### ASSIGNMENT
Output all the records below, word for word.
=-=-=
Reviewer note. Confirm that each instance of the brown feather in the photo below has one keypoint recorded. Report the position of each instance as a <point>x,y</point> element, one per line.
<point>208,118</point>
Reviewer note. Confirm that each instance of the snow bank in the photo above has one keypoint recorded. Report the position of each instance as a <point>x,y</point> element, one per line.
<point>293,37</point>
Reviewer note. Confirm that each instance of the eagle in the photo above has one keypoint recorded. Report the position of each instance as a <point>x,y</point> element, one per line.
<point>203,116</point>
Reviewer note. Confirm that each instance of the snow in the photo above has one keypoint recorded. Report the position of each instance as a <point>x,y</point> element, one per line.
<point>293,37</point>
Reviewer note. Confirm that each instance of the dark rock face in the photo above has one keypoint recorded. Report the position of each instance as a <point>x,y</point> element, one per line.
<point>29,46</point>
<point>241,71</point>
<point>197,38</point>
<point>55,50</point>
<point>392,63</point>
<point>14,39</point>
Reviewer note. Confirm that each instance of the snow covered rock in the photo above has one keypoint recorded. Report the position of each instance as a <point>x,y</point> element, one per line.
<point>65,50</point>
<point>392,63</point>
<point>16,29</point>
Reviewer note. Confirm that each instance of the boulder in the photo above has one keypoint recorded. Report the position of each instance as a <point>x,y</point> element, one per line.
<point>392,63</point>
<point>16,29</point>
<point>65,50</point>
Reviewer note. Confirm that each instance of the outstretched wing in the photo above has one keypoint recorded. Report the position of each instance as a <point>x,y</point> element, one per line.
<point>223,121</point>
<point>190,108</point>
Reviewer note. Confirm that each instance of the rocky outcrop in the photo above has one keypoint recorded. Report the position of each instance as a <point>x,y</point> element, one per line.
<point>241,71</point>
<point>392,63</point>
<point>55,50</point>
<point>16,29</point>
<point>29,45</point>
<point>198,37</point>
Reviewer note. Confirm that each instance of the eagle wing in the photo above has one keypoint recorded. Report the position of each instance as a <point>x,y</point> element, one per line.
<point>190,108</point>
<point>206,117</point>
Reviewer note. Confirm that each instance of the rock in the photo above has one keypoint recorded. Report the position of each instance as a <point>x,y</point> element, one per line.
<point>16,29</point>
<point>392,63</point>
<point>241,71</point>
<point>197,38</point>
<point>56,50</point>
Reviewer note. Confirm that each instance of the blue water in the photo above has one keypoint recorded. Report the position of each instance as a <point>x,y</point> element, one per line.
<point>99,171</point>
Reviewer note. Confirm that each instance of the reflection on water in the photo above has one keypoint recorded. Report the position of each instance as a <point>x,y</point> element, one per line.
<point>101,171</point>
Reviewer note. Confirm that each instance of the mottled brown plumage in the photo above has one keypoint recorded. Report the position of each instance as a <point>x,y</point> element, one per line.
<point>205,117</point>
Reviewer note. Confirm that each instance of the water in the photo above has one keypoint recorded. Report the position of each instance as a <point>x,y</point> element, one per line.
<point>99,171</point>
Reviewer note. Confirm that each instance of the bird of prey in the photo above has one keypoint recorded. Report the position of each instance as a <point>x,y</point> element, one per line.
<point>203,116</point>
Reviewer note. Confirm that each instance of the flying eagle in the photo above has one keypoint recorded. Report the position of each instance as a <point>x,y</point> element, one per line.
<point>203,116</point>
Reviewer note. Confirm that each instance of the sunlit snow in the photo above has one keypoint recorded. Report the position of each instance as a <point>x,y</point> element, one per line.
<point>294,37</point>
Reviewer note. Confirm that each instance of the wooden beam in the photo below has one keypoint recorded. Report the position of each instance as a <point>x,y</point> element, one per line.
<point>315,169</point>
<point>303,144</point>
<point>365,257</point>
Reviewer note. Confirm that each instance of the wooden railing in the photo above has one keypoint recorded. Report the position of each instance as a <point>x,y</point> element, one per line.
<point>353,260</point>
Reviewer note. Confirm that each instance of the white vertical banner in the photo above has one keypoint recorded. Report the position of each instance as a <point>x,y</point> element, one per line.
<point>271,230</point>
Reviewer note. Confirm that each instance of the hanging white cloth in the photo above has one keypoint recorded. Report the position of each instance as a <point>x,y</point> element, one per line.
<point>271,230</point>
=-=-=
### ANSWER SECTION
Reviewer note. Confirm that each instance of the brown feather in the photo below has one keypoint recorded. Report the position of each instance as a <point>x,y</point> element, one per line.
<point>208,118</point>
Reviewer note. Confirm that each instance of the snow bank in the photo above has one keypoint recorded. Report the position of each instance as a <point>x,y</point> element, one per line.
<point>293,37</point>
Reviewer note. Confirm that each instance of the eagle in the photo above has one keypoint recorded. Report the position of each instance as a <point>x,y</point> element, one per line.
<point>203,116</point>
Reviewer note. Confirm that each instance of the snow in the photo above has one keypoint recorded. Report the position of each instance as a <point>x,y</point> element, one per line.
<point>293,37</point>
Reviewer note. Confirm that each instance of the dark rock face in the photo above has one keypoint recorded. Report the position of each instance as a <point>x,y</point> element, one per line.
<point>29,46</point>
<point>241,71</point>
<point>197,38</point>
<point>55,50</point>
<point>392,63</point>
<point>14,39</point>
Reviewer note. Confirm that each instance of the snow covered rock in the photo above has one keypoint recorded. Report the position of each instance as a <point>x,y</point> element, one per line.
<point>65,50</point>
<point>392,63</point>
<point>16,29</point>
Reviewer note. Confirm that each instance of the boulder in the photo above has one keypoint recorded. Report the position of each instance as a <point>x,y</point> element, one per line.
<point>392,63</point>
<point>16,29</point>
<point>65,50</point>
Reviewer note. Confirm that each instance of the outstretched wing in the photo above has one keypoint recorded. Report the position of each instance as a <point>x,y</point> element, one per line.
<point>223,121</point>
<point>190,108</point>
Reviewer note. Confirm that each instance of the rocky outcrop in the photo above has one keypoint recorded. Report the position of each instance as a <point>x,y</point> element, one per line.
<point>241,71</point>
<point>392,63</point>
<point>55,50</point>
<point>16,29</point>
<point>29,45</point>
<point>198,37</point>
Reviewer note. Confirm that each instance of the eagle wing in the photo above has one keypoint recorded. Report the position of each instance as a <point>x,y</point> element, one per line.
<point>190,108</point>
<point>206,117</point>
Reviewer note. Confirm that each instance of the rock in the photo above has one keypoint recorded. Report the position of each instance as a <point>x,y</point> element, one per line.
<point>16,29</point>
<point>392,63</point>
<point>241,71</point>
<point>197,38</point>
<point>56,50</point>
Reviewer note. Confirm that each instance of the blue water in the photo above has one keypoint recorded. Report the position of each instance as a <point>x,y</point> element, one per line.
<point>99,171</point>
Reviewer note. Confirm that each instance of the reflection on water in the photo above has one keypoint recorded. Report the position of each instance as a <point>x,y</point> element, one per line.
<point>101,171</point>
Reviewer note. Confirm that each instance of the mottled brown plumage in the photo above has one keypoint recorded. Report the position of each instance as a <point>x,y</point> element, one per line.
<point>205,117</point>
Reviewer note. Confirm that each instance of the water in the photo above has one keypoint recorded. Report the position of each instance as a <point>x,y</point> element, one per line.
<point>99,171</point>
Reviewer note. Confirm that each instance of the bird of prey in the photo above has one keypoint recorded. Report the position of each instance as a <point>x,y</point> element, one per line.
<point>203,116</point>
Reviewer note. Confirm that each instance of the flying eagle in the photo above has one keypoint recorded. Report the position of each instance as a <point>x,y</point> element, one per line.
<point>203,116</point>
Reviewer note. Confirm that each instance of the sunlit snow in the photo above has one keypoint recorded. Report the position of each instance as a <point>x,y</point> element, one per line.
<point>294,37</point>
Reviewer note. Confirm that each instance of the wooden beam in the photo below has one keypoint recorded. Report the position of each instance as a <point>x,y</point> element, one per line.
<point>315,169</point>
<point>303,144</point>
<point>365,257</point>
Reviewer note. Confirm that each instance of the wooden railing in the photo above has one keypoint recorded. Report the position of each instance as a <point>x,y</point> element, one per line.
<point>353,260</point>
Reviewer note. Confirm that each instance of the white vertical banner in the photo above has one keypoint recorded. Report the position of each instance as a <point>x,y</point> element, one per line.
<point>271,230</point>
Reviewer note. Confirm that each instance of the hanging white cloth in the photo above has one keypoint recorded. Report the position of each instance as a <point>x,y</point> element, one per line.
<point>271,230</point>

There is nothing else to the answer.